** Start **

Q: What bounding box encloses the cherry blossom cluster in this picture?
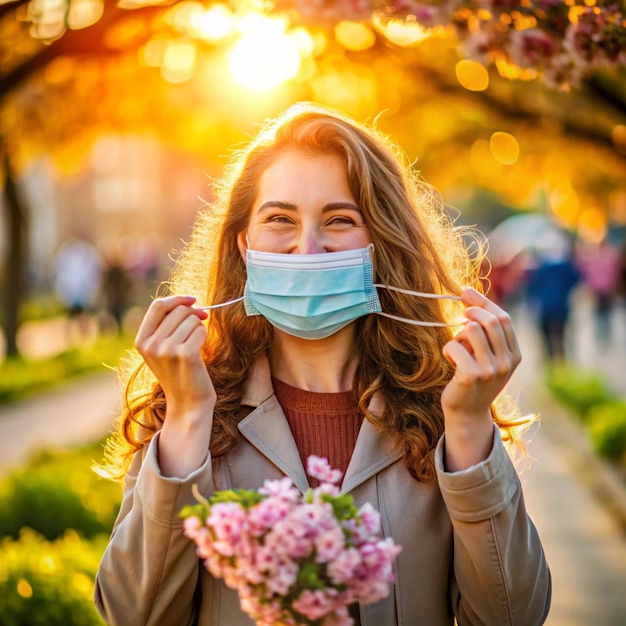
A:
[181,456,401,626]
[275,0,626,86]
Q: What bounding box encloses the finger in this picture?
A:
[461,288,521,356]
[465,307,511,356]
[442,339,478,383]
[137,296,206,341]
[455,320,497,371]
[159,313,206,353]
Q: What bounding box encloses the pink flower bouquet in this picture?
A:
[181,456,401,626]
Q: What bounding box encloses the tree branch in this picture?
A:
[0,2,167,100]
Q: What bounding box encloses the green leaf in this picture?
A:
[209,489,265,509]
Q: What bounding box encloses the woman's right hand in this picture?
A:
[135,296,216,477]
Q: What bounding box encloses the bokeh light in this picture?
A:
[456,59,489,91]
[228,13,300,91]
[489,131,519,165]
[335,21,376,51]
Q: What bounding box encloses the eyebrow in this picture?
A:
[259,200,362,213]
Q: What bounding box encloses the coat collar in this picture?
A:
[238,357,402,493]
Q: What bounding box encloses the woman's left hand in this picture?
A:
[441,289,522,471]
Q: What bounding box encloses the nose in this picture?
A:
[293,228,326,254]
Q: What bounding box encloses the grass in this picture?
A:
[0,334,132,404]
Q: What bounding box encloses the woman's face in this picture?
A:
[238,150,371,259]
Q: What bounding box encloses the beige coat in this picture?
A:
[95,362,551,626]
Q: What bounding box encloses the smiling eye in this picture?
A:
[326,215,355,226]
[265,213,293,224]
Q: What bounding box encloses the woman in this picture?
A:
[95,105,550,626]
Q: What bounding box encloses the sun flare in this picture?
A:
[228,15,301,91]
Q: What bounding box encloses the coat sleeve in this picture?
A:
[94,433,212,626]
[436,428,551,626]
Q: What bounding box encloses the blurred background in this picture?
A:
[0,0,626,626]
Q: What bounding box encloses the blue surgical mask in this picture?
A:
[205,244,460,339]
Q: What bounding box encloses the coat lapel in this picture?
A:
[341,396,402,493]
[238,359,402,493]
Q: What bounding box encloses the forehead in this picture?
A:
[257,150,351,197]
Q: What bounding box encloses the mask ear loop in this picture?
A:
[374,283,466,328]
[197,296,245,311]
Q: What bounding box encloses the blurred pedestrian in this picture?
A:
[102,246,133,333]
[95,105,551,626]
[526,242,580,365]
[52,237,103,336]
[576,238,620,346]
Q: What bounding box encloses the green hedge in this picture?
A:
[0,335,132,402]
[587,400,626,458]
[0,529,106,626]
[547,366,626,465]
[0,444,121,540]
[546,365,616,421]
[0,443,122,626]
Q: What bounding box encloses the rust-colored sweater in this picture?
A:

** End **
** Start **

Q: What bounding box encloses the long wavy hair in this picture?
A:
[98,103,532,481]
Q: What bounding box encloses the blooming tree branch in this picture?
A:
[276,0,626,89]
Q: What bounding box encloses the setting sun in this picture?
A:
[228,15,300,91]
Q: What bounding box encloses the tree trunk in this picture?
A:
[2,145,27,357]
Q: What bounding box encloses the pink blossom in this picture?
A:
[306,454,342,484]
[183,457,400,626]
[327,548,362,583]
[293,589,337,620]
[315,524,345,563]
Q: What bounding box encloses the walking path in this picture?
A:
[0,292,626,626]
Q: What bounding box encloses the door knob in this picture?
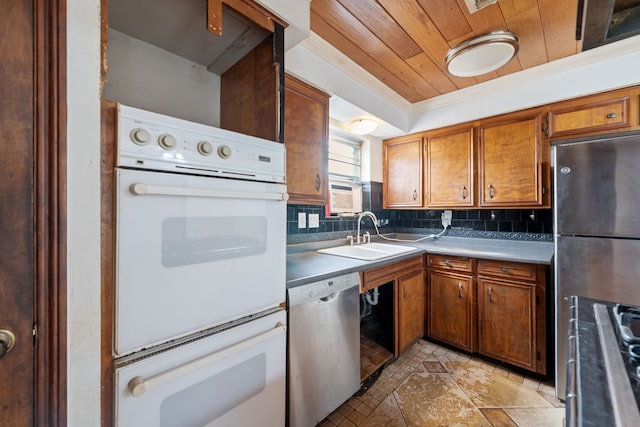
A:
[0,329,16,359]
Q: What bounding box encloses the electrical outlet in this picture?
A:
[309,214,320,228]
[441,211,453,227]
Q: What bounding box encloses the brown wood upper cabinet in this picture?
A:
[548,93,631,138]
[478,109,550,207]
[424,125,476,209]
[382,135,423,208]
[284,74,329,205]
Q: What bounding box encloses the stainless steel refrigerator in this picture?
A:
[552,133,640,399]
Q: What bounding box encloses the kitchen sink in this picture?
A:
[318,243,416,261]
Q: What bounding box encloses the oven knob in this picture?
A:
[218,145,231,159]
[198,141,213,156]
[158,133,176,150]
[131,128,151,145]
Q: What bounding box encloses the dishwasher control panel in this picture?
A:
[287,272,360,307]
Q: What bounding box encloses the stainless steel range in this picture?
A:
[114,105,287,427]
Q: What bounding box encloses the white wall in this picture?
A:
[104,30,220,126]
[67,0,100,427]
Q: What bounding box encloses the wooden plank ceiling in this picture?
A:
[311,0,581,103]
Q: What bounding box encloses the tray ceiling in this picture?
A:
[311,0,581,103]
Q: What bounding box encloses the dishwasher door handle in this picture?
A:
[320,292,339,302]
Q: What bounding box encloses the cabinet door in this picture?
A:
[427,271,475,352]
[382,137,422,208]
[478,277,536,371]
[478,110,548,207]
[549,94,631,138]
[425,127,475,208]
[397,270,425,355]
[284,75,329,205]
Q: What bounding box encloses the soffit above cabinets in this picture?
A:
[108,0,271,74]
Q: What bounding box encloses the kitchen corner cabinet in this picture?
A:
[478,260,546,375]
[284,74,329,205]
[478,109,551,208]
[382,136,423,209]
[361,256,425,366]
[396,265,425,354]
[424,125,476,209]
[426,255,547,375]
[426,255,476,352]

** End **
** Start **

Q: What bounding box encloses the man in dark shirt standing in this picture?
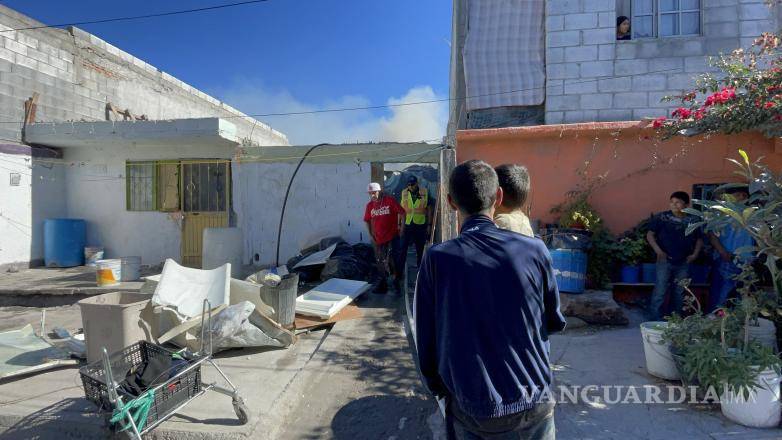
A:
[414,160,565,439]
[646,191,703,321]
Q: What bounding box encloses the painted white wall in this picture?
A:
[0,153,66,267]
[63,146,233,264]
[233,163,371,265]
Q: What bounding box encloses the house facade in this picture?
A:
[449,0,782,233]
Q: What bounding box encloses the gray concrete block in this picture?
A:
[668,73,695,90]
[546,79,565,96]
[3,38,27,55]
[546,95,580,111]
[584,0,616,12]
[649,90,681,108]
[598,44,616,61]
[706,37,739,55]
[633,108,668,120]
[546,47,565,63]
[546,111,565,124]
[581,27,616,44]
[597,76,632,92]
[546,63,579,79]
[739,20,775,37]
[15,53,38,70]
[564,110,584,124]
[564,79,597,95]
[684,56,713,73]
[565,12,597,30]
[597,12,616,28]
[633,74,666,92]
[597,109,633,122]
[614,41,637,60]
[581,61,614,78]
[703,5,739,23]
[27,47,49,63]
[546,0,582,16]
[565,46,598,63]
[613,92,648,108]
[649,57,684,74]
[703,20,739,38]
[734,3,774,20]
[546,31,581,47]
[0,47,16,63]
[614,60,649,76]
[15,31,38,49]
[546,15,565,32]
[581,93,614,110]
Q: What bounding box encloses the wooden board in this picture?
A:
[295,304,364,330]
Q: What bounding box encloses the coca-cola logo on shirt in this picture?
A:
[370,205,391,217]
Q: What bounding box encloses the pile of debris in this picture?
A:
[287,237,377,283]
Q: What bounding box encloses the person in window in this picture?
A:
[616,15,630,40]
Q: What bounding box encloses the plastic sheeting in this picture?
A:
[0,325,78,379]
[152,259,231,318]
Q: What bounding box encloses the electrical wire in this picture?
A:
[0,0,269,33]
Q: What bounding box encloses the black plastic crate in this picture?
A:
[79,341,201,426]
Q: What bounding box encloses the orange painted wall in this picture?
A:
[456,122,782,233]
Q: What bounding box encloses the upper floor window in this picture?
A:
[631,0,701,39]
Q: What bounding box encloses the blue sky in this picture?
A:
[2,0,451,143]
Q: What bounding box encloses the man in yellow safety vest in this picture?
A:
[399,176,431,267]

** End **

● Challenge:
How many lines in the data above contain the string "tree"? Treat case as significant, and reply with the number only.

● In response:
3